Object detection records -
* * *
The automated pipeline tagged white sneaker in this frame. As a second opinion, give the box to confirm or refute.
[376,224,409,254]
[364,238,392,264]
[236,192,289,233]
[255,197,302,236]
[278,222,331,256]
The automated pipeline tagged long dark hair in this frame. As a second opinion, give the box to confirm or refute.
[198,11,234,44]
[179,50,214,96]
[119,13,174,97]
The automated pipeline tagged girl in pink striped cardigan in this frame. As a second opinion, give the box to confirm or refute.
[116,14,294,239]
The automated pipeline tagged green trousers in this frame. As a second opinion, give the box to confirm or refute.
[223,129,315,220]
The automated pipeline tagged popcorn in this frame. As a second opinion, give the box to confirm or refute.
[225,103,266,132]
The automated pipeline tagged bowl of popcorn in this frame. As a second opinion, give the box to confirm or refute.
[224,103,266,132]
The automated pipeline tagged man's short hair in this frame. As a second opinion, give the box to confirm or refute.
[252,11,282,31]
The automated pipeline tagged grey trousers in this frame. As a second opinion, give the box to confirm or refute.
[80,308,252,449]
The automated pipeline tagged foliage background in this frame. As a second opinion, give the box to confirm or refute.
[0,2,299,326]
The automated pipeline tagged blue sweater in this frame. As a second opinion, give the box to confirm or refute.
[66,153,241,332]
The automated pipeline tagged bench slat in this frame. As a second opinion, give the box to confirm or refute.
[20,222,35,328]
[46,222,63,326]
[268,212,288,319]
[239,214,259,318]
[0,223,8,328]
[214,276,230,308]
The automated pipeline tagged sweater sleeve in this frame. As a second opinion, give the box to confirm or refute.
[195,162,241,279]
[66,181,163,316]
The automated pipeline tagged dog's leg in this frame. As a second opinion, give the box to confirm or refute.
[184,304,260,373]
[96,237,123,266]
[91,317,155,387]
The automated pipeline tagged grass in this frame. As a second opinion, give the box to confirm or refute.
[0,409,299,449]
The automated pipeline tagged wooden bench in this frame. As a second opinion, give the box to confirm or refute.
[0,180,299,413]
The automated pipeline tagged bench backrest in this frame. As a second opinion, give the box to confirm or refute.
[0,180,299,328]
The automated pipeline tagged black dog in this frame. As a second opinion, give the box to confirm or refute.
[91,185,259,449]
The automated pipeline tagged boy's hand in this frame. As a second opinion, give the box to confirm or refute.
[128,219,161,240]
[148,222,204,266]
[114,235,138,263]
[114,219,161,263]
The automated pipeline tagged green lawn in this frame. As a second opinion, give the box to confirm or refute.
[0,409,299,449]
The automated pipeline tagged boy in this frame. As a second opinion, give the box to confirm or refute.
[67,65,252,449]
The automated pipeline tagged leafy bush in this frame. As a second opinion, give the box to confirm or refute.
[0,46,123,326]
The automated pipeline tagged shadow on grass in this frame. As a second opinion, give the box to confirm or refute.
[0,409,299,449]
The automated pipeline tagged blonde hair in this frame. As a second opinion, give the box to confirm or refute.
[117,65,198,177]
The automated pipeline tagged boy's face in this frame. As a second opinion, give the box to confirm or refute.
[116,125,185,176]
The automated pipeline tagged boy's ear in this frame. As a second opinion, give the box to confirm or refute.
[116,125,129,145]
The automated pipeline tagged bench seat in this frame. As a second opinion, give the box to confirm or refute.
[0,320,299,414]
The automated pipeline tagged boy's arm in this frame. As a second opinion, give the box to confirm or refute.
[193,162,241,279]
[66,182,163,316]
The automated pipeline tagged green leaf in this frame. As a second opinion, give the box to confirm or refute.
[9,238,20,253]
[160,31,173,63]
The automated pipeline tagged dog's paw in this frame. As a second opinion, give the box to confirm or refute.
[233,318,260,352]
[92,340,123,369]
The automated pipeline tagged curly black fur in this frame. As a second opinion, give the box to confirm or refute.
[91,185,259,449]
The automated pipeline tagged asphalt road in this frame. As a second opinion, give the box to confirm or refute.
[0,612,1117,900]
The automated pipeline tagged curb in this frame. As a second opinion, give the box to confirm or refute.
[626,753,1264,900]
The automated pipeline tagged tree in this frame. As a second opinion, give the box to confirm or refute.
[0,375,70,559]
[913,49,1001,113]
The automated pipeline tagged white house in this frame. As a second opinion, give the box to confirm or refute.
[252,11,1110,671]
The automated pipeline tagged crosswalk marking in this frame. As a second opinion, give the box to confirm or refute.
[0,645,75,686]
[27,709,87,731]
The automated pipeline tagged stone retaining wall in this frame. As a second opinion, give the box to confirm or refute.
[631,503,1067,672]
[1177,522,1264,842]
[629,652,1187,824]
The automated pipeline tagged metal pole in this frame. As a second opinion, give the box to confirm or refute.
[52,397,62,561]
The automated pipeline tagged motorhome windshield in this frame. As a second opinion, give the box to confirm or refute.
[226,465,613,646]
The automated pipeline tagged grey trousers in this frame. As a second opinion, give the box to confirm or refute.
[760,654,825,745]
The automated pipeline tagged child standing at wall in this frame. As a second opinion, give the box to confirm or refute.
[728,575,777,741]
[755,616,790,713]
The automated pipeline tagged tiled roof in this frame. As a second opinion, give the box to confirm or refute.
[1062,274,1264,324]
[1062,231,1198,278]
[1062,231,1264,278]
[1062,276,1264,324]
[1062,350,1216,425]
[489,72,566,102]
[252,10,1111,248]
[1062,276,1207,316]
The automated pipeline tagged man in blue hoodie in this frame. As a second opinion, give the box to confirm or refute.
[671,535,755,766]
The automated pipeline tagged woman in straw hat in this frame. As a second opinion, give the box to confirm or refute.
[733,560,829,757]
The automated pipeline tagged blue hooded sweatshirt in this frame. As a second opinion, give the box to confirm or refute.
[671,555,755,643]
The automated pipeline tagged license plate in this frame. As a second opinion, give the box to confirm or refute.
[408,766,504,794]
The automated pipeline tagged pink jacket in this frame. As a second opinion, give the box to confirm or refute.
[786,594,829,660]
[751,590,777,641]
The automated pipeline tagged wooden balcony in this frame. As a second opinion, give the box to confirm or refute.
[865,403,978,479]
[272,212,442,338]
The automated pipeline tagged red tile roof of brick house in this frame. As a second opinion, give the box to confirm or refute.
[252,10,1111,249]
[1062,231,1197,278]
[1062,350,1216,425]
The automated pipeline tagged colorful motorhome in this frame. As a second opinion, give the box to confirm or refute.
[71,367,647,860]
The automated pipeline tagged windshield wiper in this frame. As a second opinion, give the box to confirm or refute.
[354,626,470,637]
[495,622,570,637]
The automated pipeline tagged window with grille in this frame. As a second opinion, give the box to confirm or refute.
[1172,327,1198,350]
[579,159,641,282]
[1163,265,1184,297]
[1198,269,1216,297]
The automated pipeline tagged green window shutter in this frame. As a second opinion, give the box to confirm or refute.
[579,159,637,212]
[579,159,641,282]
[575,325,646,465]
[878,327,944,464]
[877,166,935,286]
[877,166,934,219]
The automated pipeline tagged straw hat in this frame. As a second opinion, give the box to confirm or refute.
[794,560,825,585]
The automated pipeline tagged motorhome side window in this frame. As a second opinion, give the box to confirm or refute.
* * *
STATED EXERCISE -
Rewrite everything from the line containing "The automated pipeline tagged red" down through the end of the records. Copy the text lines unchanged, and multiply every bounding-box coordinate in the answers by 1.6, rounding each result to a whole number with halves rounded up.

EXERCISE RESULT -
The automated pipeline tagged red tile roof of brick house in this frame. As a second opinion, give the box to confirm or refute.
[403,16,1778,398]
[1699,370,1915,445]
[1699,560,1946,680]
The automated pipeline tagged colorful motorhome in this frame. As a second opinion, give the box to confirm or refute.
[114,587,1035,1376]
The automated pipeline tagged windshield wiper in this frame. As a second opinion, give the box to confirm or refute.
[566,1002,752,1019]
[792,995,912,1019]
The automated pipeline tagged window with grille in this frame. As a second opinion, give the box to confirm or refute.
[1875,523,1917,560]
[926,254,1026,451]
[1861,424,1894,475]
[1917,430,1946,475]
The automated pipeline tagged green window shutter in this frame. As a second opinion, give the box to confirm or refute.
[926,254,1019,339]
[926,254,1026,451]
[920,520,1034,744]
[1405,523,1510,742]
[1403,266,1496,458]
[1403,266,1494,350]
The automated pipeline tagged straw hat in this frame. As a second opinion, give the box to confirm or refute.
[1270,896,1320,936]
The automated pipeline tagged motorhome side window in this frame. As a second opinion, give the box to confirm or refute.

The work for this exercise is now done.